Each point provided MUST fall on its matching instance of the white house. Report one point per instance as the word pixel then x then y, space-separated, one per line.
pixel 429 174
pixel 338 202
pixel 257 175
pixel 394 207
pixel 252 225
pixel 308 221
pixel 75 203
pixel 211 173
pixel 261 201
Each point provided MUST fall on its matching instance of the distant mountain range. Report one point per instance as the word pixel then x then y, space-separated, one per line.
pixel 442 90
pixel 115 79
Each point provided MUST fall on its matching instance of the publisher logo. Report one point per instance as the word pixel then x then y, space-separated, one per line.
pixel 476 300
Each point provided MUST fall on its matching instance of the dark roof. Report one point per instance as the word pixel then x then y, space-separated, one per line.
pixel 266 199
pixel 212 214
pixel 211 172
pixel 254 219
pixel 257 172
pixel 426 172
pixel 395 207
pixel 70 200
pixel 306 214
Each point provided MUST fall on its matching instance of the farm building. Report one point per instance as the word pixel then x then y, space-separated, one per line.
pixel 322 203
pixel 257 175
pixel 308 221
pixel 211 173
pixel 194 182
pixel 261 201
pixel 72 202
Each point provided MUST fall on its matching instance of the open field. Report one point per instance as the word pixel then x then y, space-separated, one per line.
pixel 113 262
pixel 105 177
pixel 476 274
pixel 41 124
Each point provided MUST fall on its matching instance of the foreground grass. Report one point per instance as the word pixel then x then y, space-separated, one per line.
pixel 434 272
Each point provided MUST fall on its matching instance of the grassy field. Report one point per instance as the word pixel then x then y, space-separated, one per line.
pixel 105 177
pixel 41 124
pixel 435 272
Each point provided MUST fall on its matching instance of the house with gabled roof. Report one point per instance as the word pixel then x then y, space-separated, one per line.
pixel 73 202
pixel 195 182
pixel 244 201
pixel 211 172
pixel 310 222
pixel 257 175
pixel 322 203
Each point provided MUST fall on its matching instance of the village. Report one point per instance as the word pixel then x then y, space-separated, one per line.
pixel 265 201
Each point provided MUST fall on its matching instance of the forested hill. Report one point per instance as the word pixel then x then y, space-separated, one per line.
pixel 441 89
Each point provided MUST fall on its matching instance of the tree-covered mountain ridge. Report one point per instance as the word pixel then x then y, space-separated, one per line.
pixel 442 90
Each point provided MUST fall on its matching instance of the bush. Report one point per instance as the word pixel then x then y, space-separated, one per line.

→ **OBJECTIVE**
Output every line of the rows above as a JSON list of strings, one string per line, with blank lines left out.

→ **CORRECT ANSWER**
[
  "Each point provided MUST fall on its matching instance of the white house. Report one point per instance as the word pixel then x then y, space-separated, one per line.",
  "pixel 429 174",
  "pixel 338 202",
  "pixel 257 175",
  "pixel 394 207",
  "pixel 252 225",
  "pixel 308 221",
  "pixel 75 203",
  "pixel 211 173",
  "pixel 261 201",
  "Each point provided MUST fall on its matching instance of the distant mountain range. Report one point per instance as the word pixel then x then y, space-separated, one per line.",
  "pixel 442 90",
  "pixel 115 79",
  "Each point provided MUST fall on its matching instance of the publisher logo. Report one point per instance as the word pixel then x then y, space-separated, one per line.",
  "pixel 476 300",
  "Each point provided MUST fall on its matching instance of the dark roof. Report one point per instance as the word pixel then x then y, space-separated, one per line.",
  "pixel 266 199",
  "pixel 212 214",
  "pixel 211 172",
  "pixel 254 219",
  "pixel 257 172",
  "pixel 426 172",
  "pixel 395 207",
  "pixel 70 200",
  "pixel 306 214",
  "Each point provided MUST fall on its matching instance of the farm building. Report one point per instance as the word pixel then x then y, space-separated, one per line.",
  "pixel 322 203",
  "pixel 257 175",
  "pixel 308 221",
  "pixel 211 173",
  "pixel 194 182",
  "pixel 261 201",
  "pixel 72 202",
  "Each point provided MUST fall on its matching instance of the open field. Report one point per instance as the word pixel then x then y, space-separated, one per line.",
  "pixel 113 262",
  "pixel 105 177",
  "pixel 476 274",
  "pixel 41 124",
  "Each point provided MUST fall on its matching instance of the foreground grass. Report one point per instance as the word pixel then x then y, space-separated, one per line.",
  "pixel 434 272",
  "Each point provided MUST fall on its matching instance of the grassy field. Report one point per instance as the word pixel then x then y, space-separated, one per line.",
  "pixel 105 177",
  "pixel 41 124",
  "pixel 435 272",
  "Each point provided MUST fall on its matching instance of the house with gabled roof. Report one point per instance as the word pixel then x then y, space-separated, one per line.",
  "pixel 73 202",
  "pixel 195 182",
  "pixel 244 201",
  "pixel 211 172",
  "pixel 310 222",
  "pixel 257 175",
  "pixel 322 203",
  "Each point provided MUST fall on its matching instance of the village. Report one point per instance as the word pixel then x then y, space-separated, one per line.",
  "pixel 265 201",
  "Each point provided MUST fall on its matching instance of the forested hill. Report one point per instance as the word pixel then x then y, space-separated, one per line.",
  "pixel 441 89",
  "Each point provided MUST fall on its matching instance of the tree-covered mountain ridge. Report one point per instance as the word pixel then x then y, space-separated, one per line.",
  "pixel 442 90",
  "Each point provided MUST fall on its matching instance of the bush. Report one point per instance as the word pixel then x then y, space-separated, one per line."
]